BEGIN

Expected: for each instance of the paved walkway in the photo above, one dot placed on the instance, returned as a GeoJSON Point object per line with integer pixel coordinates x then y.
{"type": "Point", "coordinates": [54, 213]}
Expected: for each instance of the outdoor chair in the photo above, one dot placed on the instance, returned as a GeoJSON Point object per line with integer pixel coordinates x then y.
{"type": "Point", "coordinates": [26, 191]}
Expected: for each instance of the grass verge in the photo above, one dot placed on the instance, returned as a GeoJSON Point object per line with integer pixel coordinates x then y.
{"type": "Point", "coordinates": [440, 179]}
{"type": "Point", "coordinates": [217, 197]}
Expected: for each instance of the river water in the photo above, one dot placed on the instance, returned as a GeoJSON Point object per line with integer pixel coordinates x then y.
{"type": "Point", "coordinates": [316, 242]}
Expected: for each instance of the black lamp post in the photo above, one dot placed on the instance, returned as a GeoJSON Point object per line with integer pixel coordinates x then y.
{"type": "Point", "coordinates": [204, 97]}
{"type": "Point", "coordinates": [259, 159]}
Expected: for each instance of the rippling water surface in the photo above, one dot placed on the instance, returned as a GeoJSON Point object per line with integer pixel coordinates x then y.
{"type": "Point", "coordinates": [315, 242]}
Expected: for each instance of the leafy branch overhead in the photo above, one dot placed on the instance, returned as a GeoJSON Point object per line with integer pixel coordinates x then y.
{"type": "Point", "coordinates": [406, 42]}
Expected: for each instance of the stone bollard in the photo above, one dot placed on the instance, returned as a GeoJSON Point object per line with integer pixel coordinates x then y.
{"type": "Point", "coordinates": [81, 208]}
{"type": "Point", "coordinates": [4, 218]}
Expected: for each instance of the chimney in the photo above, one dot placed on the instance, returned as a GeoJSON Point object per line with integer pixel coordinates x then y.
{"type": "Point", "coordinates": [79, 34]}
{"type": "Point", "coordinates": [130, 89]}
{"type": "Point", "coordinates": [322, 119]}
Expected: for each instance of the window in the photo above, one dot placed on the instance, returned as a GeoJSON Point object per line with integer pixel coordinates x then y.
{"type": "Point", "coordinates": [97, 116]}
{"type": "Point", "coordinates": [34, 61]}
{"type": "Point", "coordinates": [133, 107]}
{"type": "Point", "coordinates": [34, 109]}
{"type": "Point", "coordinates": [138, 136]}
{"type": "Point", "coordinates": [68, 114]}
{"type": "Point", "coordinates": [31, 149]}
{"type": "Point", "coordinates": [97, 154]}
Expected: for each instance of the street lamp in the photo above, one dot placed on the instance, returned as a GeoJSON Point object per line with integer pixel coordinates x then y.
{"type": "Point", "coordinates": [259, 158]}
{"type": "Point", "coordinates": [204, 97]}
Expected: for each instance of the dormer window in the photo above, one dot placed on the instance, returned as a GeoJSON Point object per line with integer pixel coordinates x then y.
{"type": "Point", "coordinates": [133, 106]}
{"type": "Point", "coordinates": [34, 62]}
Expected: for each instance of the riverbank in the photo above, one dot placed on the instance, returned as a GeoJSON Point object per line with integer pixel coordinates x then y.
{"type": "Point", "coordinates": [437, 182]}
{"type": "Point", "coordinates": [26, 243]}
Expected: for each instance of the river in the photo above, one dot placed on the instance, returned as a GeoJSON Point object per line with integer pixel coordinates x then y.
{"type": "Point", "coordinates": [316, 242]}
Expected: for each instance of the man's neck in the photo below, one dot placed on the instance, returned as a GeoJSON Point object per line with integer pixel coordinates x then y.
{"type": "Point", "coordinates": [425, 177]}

END

**WHAT THE TASK REQUIRES**
Supply the entire listing above again, word for word.

**ANSWER SECTION**
Expected: for each instance of the paved walkway in the photo above, one dot placed on the instance, returned as a GeoJSON Point object per line with integer pixel coordinates x then y.
{"type": "Point", "coordinates": [54, 213]}
Expected: for each instance of the outdoor chair in the photo above, one dot placed on the instance, returned as a GeoJSON Point object per line with integer pixel coordinates x then y.
{"type": "Point", "coordinates": [26, 191]}
Expected: for each instance of the grass verge in the photo above, one dot placed on the instance, returned as a GeoJSON Point object per line with integer pixel coordinates x then y.
{"type": "Point", "coordinates": [440, 179]}
{"type": "Point", "coordinates": [217, 197]}
Expected: for each instance of the river water in the photo above, one dot placed on the instance, returned as a GeoJSON Point object per line with integer pixel coordinates x then y.
{"type": "Point", "coordinates": [316, 242]}
Expected: for each instance of the black lamp post in the photo above, one dot placed on the instance, returned as a GeoJSON Point object per line with integer pixel coordinates x then y.
{"type": "Point", "coordinates": [204, 97]}
{"type": "Point", "coordinates": [259, 159]}
Expected: for each instance of the rippling water surface in the photo above, one dot placed on the instance, returned as a GeoJSON Point object per line with integer pixel coordinates x then y.
{"type": "Point", "coordinates": [315, 242]}
Expected: for each instance of the leafy branch overhead in the photo above, one dot placed on the instance, returned as a GeoJSON Point object per line with integer pixel coordinates x then y.
{"type": "Point", "coordinates": [406, 42]}
Expected: for each instance of the stone bollard in the photo above, one dot placed on the instance, returned as a GeoJSON Point object per line with integer pixel coordinates x then y.
{"type": "Point", "coordinates": [81, 208]}
{"type": "Point", "coordinates": [4, 218]}
Expected: for each instance of the chimney in the photo above, one dot placed on the instance, returned as a GeoJSON Point object per line with integer pixel coordinates x then y.
{"type": "Point", "coordinates": [79, 34]}
{"type": "Point", "coordinates": [130, 89]}
{"type": "Point", "coordinates": [322, 119]}
Expected: for each instance of the window in the photo above, one dot placed on the instance, returned as a GeoJSON Point object per line with integer pixel coordinates x then y.
{"type": "Point", "coordinates": [97, 116]}
{"type": "Point", "coordinates": [34, 61]}
{"type": "Point", "coordinates": [133, 107]}
{"type": "Point", "coordinates": [34, 109]}
{"type": "Point", "coordinates": [138, 136]}
{"type": "Point", "coordinates": [68, 114]}
{"type": "Point", "coordinates": [31, 149]}
{"type": "Point", "coordinates": [97, 154]}
Expected: for each instance of the street lamp in the photo above, one dot placed on the instance, returned as a GeoJSON Point object per line with integer pixel coordinates x then y.
{"type": "Point", "coordinates": [259, 158]}
{"type": "Point", "coordinates": [204, 97]}
Expected: for each instance of the dormer window in the photo above, one dot placed on the instance, returned as a GeoJSON Point object per line with integer pixel coordinates x then y.
{"type": "Point", "coordinates": [133, 106]}
{"type": "Point", "coordinates": [34, 62]}
Expected: for each instance of the riverbank in the photo above, one dot placed on the instance, returned as a GeoJSON Point object per line with integer pixel coordinates x then y.
{"type": "Point", "coordinates": [437, 182]}
{"type": "Point", "coordinates": [26, 243]}
Expected: for each instance of the river in the photo above, one dot placed on the instance, returned as a GeoJSON Point object per line with integer pixel coordinates x then y.
{"type": "Point", "coordinates": [316, 242]}
Expected: for each instance of the man's neck in the photo below, one dot placed on the instance, returned as a GeoJSON Point object per line with integer pixel coordinates x then y.
{"type": "Point", "coordinates": [425, 177]}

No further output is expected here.